▶ **What is expected**
Starting with the line with "--target ceiling fan" and going on through the line with "M 289 59 L 291", write out those lines of the listing again with "ceiling fan" changed to "overhead fan". Keep everything else the same.

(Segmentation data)
____________
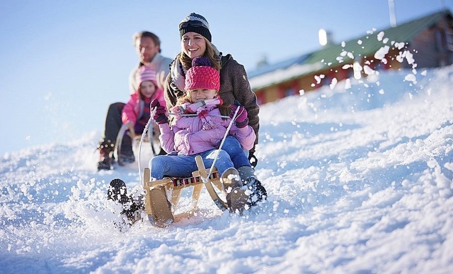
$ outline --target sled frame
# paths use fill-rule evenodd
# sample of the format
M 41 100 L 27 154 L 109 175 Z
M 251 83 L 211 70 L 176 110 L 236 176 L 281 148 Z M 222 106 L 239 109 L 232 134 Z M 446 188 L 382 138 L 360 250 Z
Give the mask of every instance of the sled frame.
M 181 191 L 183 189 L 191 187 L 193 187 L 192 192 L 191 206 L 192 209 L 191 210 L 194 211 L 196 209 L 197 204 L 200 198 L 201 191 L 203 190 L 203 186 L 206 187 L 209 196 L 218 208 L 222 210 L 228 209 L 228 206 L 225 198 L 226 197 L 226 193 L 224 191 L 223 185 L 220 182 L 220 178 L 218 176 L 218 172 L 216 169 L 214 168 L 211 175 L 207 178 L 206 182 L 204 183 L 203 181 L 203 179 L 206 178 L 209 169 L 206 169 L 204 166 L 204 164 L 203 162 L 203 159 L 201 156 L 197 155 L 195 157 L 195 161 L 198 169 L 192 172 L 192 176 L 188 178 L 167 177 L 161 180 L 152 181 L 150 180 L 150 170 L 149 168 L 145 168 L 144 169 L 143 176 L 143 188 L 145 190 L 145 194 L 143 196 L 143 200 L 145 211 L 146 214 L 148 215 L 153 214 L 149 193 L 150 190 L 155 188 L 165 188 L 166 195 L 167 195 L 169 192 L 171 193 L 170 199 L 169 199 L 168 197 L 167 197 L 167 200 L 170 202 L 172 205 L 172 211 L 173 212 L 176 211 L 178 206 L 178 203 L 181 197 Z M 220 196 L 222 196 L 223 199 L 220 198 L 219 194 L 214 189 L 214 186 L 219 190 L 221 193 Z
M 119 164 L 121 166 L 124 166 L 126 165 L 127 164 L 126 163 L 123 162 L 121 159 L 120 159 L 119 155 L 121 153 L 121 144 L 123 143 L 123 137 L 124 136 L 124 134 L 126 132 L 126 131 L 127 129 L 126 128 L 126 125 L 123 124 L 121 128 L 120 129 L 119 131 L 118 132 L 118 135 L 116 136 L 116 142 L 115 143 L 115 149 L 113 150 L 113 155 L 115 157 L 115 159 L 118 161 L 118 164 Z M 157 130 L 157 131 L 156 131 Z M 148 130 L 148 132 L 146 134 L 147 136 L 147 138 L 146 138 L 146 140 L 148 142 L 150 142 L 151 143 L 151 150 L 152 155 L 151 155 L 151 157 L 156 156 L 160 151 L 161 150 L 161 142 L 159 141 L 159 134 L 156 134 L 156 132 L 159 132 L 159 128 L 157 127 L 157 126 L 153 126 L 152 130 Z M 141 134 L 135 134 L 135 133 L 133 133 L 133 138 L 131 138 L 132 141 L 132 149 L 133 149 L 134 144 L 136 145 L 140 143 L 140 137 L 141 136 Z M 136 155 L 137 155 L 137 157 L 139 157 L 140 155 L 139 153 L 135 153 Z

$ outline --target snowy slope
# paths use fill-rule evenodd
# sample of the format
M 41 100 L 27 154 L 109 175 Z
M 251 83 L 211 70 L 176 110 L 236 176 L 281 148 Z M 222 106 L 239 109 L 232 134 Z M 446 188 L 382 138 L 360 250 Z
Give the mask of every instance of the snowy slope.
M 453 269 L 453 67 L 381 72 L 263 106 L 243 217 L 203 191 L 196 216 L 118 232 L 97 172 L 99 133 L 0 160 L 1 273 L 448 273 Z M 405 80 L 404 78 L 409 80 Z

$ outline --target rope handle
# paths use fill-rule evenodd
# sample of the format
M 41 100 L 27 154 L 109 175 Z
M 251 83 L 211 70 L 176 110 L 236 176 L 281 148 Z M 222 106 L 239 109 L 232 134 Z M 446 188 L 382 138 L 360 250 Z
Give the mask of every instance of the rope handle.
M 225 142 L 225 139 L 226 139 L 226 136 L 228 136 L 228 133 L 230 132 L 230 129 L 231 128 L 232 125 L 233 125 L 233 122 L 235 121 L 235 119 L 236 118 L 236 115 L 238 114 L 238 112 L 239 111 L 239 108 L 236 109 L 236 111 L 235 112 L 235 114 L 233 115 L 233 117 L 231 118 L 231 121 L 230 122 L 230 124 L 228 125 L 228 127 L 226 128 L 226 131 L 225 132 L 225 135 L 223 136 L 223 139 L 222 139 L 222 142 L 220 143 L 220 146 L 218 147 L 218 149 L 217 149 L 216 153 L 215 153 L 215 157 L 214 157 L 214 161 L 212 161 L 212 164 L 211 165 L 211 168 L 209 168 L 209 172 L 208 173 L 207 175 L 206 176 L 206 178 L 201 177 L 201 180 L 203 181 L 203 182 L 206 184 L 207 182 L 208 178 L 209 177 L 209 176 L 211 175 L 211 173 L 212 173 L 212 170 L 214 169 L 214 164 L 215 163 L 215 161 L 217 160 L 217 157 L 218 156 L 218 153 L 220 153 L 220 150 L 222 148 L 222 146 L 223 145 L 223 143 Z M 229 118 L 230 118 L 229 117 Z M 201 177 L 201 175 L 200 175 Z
____________
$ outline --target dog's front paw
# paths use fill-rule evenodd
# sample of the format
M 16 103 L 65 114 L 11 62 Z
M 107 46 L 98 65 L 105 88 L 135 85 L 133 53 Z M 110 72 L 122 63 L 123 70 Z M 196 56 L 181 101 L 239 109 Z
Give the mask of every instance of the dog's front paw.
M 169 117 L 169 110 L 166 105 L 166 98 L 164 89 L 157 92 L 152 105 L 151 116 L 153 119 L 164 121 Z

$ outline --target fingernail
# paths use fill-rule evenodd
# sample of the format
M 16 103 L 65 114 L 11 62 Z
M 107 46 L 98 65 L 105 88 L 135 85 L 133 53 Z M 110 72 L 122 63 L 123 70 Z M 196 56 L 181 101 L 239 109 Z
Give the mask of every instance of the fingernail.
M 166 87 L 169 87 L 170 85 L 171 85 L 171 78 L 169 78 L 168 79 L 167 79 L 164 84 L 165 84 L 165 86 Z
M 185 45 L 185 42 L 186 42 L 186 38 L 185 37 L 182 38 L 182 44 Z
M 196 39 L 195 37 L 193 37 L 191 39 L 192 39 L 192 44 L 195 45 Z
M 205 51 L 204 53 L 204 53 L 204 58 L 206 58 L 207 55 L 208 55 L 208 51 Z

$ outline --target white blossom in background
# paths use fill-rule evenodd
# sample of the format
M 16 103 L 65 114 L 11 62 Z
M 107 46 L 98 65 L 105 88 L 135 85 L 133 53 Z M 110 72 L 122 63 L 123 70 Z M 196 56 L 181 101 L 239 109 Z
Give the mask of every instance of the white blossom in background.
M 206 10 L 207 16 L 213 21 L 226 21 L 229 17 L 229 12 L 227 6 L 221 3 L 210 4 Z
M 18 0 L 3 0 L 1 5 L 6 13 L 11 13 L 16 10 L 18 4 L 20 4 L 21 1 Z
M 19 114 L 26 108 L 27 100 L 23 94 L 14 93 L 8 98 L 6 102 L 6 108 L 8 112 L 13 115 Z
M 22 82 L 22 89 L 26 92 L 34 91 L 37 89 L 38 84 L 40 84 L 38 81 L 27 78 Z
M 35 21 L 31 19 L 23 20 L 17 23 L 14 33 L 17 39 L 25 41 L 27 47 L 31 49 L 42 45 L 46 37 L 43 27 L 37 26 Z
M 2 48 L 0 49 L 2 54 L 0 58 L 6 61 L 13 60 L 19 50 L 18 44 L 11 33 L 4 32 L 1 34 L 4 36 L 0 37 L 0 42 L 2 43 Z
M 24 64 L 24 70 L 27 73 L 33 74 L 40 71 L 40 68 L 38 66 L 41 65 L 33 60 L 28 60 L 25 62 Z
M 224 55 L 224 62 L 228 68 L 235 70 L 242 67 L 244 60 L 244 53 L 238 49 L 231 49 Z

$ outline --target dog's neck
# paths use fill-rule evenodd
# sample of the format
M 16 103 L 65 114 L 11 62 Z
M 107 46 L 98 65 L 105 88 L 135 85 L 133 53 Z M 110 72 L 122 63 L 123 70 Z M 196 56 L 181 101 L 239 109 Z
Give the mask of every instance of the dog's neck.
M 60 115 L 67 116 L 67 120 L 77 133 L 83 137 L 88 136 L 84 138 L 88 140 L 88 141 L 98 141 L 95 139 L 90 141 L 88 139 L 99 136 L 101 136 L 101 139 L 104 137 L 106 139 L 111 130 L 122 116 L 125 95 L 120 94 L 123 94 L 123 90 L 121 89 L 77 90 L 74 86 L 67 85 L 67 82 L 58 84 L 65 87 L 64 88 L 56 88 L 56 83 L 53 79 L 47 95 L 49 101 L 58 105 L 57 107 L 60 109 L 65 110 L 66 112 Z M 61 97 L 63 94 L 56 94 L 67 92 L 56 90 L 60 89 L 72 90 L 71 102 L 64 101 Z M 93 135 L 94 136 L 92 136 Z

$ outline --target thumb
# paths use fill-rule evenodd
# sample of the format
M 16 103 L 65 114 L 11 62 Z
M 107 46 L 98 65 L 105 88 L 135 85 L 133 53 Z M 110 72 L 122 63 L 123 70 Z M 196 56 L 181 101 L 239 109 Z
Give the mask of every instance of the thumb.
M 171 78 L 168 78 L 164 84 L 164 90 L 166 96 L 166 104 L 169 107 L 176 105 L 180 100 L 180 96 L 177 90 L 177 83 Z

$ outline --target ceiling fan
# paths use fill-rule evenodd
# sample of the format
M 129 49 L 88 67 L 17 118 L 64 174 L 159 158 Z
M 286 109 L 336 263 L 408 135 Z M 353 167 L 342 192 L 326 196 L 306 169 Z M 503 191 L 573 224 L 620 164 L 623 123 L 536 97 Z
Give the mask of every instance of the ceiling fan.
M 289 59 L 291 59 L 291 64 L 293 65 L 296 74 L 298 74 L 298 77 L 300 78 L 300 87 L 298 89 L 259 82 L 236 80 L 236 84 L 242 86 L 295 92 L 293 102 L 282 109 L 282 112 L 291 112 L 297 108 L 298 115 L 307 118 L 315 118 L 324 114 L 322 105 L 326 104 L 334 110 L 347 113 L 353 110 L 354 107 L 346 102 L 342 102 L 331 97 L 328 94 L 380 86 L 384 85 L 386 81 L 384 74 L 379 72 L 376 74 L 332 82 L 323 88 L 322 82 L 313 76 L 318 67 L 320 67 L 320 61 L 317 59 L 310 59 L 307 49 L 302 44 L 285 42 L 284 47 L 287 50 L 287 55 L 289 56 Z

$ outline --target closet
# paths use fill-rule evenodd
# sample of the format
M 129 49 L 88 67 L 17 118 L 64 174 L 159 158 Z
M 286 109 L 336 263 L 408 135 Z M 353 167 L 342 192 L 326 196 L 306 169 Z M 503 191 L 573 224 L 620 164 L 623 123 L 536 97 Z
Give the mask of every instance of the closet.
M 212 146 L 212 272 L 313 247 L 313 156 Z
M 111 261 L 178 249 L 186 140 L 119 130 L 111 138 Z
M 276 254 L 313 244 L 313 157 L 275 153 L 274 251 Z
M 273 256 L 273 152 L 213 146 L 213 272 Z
____________
▶ **Response to the task**
$ outline --target overhead fan
# paths use fill-rule evenodd
# sample of the format
M 129 49 L 88 67 L 17 118 L 64 174 L 159 158 Z
M 286 109 L 336 263 L 408 135 Z M 353 167 L 342 192 L 326 196 L 306 169 Z M 503 191 L 573 224 L 620 164 L 623 123 L 536 97 Z
Give the mask of every instance of the overhead fan.
M 289 59 L 291 59 L 291 64 L 293 65 L 296 74 L 298 74 L 298 77 L 300 78 L 300 87 L 298 89 L 259 82 L 236 80 L 236 84 L 242 86 L 295 92 L 293 102 L 282 109 L 282 112 L 291 112 L 297 108 L 298 115 L 307 118 L 315 118 L 324 114 L 322 105 L 326 104 L 334 110 L 347 113 L 353 110 L 354 107 L 346 102 L 342 102 L 331 97 L 328 94 L 380 86 L 384 85 L 386 81 L 384 74 L 379 72 L 376 74 L 332 82 L 323 88 L 322 82 L 313 76 L 318 67 L 320 67 L 320 61 L 317 59 L 310 59 L 307 49 L 302 44 L 285 42 L 284 47 L 287 50 L 287 55 L 289 56 Z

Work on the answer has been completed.